This example demonstrates techniques for optimizing graph structure including minimizing depth and fusing operations.

In [None]:
%%writefile graph_optimization.cu
// graph_optimization.cu - Graph structure optimization
#include <stdio.h>
#include <cuda_runtime.h>

// Technique 1: Minimize graph depth
// ─────────────────────────────────
// BAD: Sequential chain
//   A → B → C → D → E → F
//   Depth = 6, minimal parallelism

// GOOD: Parallel branches
//   A → B → C
//             \→ F
//   D → E →  /
//   Depth = 4, more parallelism

__global__ void kernel(float* d, int n) {
    int tid = blockIdx.x * blockDim.x + threadIdx.x;
    if (tid < n) d[tid] *= 2.0f;
}

// Technique 2: Batch similar operations
// ─────────────────────────────────────
__global__ void fusedKernel(float* a, float* b, float* c, int n) {
    int tid = blockIdx.x * blockDim.x + threadIdx.x;
    if (tid < n) {
        // Multiple operations in one kernel
        float x = a[tid];
        x = x * 2.0f;  // Was kernel 1
        x = x + 1.0f;  // Was kernel 2
        x = sqrtf(x);  // Was kernel 3
        c[tid] = x;
    }
}

int main() {
    const int N = 1 << 20;
    float *d_a, *d_b;
    cudaMalloc(&d_a, N * sizeof(float));
    cudaMalloc(&d_b, N * sizeof(float));
    
    cudaStream_t stream;
    cudaStreamCreate(&stream);
    
    // ============================================
    // Capture Optimized Graph
    // ============================================
    cudaGraph_t graph;
    cudaStreamBeginCapture(stream, cudaStreamCaptureModeGlobal);
    
    // Parallel memcpys (device-to-device)

◆ Instruction
In the graph optimization excerpt, what depth is given for the parallel-branch layout? The rows that follow have no connection to the excerpt above.

◆ Box-labeled dataset extracts
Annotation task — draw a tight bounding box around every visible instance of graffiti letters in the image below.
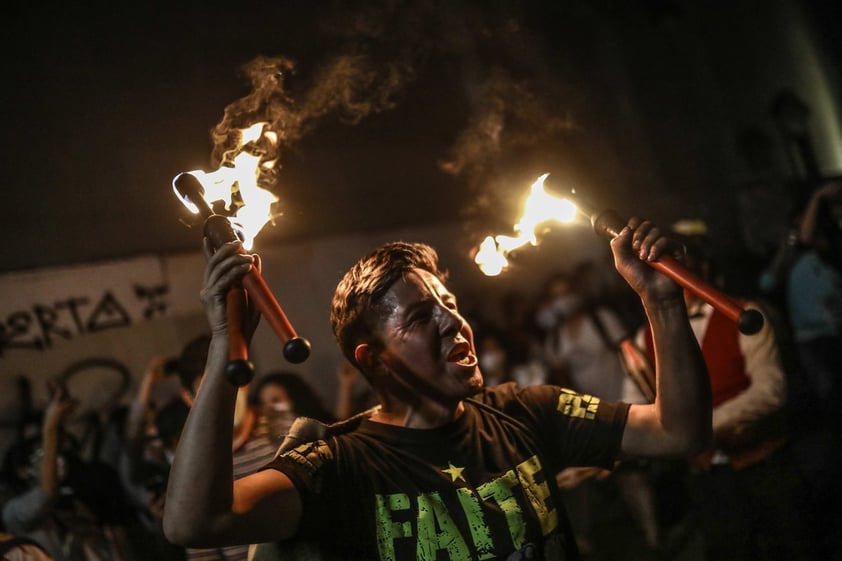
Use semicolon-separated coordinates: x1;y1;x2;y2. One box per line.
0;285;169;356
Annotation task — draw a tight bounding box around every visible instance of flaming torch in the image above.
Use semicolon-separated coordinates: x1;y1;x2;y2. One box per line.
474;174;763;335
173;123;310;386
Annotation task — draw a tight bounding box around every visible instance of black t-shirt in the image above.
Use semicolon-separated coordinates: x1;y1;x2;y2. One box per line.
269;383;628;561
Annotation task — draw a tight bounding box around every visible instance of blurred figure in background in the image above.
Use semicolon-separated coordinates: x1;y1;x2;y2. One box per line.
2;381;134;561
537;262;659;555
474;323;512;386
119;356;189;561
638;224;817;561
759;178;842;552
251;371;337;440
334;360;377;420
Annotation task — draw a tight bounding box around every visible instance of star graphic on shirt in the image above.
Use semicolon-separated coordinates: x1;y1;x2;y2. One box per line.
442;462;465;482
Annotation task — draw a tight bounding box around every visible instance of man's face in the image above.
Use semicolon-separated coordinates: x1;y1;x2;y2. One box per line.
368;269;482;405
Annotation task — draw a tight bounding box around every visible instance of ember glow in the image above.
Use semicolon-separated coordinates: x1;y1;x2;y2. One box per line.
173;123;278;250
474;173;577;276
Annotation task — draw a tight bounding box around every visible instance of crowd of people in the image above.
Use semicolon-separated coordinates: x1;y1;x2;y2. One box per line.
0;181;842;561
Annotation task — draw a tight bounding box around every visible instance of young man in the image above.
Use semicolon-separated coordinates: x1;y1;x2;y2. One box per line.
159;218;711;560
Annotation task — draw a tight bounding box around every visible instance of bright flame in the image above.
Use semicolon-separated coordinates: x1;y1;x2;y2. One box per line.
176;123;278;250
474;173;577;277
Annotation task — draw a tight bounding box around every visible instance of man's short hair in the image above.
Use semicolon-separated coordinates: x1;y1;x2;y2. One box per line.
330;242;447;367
* * *
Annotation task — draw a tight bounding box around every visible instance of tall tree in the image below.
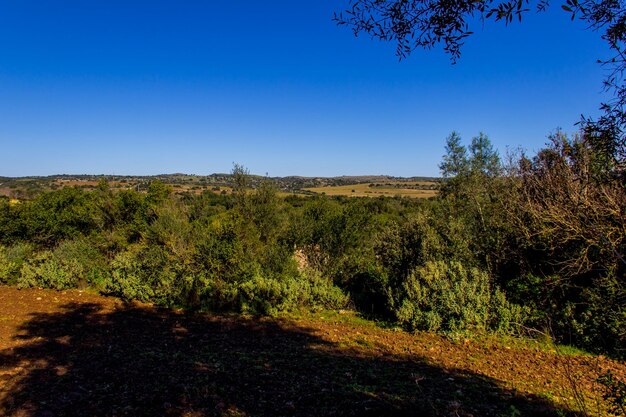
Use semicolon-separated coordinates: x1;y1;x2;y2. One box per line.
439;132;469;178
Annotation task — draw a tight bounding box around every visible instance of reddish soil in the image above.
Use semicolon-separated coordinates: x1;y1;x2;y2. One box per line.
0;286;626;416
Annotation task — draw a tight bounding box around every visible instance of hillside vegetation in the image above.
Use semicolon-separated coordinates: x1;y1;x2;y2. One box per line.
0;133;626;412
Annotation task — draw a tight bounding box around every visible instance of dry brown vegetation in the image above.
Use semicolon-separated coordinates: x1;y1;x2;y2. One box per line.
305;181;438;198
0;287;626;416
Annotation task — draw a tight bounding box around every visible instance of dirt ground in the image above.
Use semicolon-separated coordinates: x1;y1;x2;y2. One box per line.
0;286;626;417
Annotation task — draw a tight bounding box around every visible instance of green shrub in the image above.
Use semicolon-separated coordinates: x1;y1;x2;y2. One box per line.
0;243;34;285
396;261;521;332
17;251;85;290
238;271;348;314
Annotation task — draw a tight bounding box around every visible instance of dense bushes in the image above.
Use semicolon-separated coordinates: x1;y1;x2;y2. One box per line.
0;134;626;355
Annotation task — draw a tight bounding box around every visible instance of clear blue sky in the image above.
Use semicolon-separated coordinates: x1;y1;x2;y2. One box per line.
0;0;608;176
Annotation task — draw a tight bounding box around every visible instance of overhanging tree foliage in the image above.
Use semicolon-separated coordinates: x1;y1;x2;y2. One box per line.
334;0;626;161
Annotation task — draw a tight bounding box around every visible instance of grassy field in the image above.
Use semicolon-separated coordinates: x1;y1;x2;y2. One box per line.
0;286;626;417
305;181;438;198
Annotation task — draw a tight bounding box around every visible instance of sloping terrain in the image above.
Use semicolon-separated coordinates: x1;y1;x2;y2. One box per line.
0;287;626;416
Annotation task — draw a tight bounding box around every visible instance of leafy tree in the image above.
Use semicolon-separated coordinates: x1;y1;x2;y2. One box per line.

◆ Final result
A depth of 4.